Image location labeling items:
----------------
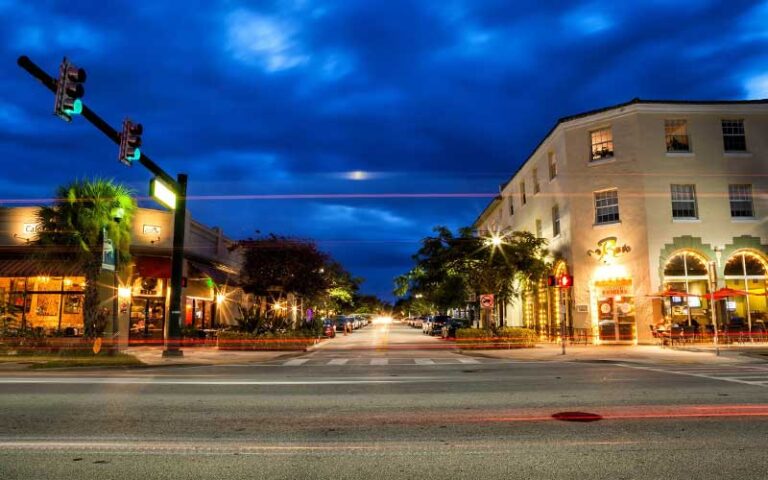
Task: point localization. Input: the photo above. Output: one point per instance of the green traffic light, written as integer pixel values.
(136, 155)
(77, 108)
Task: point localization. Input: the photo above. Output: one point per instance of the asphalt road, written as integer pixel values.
(386, 402)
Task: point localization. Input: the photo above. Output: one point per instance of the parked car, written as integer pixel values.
(436, 324)
(450, 327)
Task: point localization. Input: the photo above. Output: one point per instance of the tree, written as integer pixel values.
(73, 227)
(450, 267)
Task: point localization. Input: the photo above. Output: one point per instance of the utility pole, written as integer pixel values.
(67, 105)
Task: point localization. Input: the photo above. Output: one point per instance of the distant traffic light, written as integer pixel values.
(130, 141)
(69, 91)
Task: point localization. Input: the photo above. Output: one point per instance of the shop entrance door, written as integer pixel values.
(147, 319)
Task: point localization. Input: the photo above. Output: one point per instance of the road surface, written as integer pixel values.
(387, 402)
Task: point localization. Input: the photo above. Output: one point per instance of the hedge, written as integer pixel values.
(505, 337)
(294, 340)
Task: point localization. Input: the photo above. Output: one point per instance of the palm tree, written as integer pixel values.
(73, 229)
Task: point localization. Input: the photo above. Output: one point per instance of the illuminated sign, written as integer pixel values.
(151, 229)
(608, 249)
(162, 193)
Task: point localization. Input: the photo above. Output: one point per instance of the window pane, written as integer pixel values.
(740, 196)
(684, 201)
(606, 206)
(602, 144)
(676, 134)
(734, 139)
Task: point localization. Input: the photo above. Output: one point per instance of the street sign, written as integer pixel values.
(486, 301)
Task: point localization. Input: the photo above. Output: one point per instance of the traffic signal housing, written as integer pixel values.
(565, 281)
(130, 141)
(69, 91)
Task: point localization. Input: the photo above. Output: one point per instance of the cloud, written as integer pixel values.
(356, 217)
(756, 87)
(268, 41)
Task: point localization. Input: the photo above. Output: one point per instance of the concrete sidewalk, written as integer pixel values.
(647, 354)
(206, 356)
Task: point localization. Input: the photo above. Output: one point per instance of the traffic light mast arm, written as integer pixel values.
(50, 83)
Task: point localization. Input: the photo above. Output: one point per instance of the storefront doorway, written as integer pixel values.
(615, 307)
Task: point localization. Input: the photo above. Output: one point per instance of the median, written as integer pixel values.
(500, 338)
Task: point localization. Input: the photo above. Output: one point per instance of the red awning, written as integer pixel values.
(29, 267)
(153, 267)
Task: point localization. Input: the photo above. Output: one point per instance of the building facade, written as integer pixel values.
(639, 200)
(48, 295)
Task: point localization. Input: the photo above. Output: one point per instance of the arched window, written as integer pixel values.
(747, 270)
(687, 271)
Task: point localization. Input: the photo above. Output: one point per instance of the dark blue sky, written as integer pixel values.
(292, 97)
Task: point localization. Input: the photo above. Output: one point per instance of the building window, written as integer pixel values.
(684, 201)
(676, 134)
(606, 207)
(602, 144)
(740, 197)
(552, 161)
(734, 139)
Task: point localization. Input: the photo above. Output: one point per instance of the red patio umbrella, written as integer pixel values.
(671, 293)
(725, 293)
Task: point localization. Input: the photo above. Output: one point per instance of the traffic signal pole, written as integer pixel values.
(173, 325)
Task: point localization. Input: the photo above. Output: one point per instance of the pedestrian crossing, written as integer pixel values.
(383, 361)
(756, 375)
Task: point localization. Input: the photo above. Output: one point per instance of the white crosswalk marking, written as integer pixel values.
(296, 362)
(745, 374)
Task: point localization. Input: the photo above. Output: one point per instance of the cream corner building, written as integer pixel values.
(639, 199)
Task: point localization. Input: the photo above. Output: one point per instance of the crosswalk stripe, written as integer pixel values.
(296, 362)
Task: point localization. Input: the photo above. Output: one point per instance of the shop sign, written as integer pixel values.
(486, 301)
(608, 249)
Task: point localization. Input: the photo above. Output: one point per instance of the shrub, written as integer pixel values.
(508, 337)
(292, 340)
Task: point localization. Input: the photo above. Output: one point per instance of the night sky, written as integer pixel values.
(305, 97)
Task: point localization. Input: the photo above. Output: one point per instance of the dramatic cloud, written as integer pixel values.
(338, 97)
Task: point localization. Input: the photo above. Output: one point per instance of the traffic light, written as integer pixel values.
(565, 281)
(69, 91)
(130, 141)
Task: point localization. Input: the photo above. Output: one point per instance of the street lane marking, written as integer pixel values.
(156, 381)
(296, 362)
(730, 375)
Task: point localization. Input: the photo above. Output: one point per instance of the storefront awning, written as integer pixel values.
(28, 267)
(218, 273)
(153, 267)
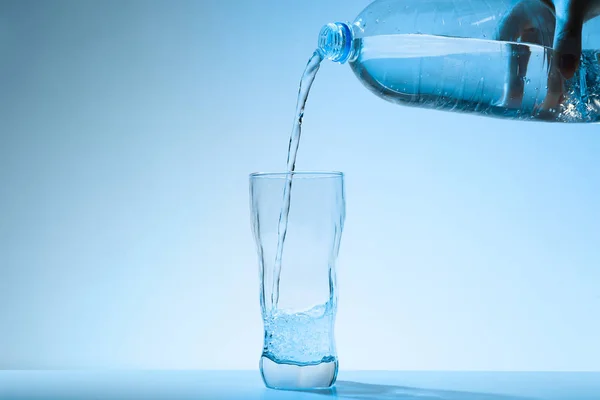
----------------
Show every line of the items above that holds the word "pole".

Task output:
Task: point localization. Input: the photo above. Output: one point per instance of the utility pole, written as integer pixel values.
Task: point localization. Input: the photo above. Output: one point per instance of the traffic signal pole, written as integer pixel values.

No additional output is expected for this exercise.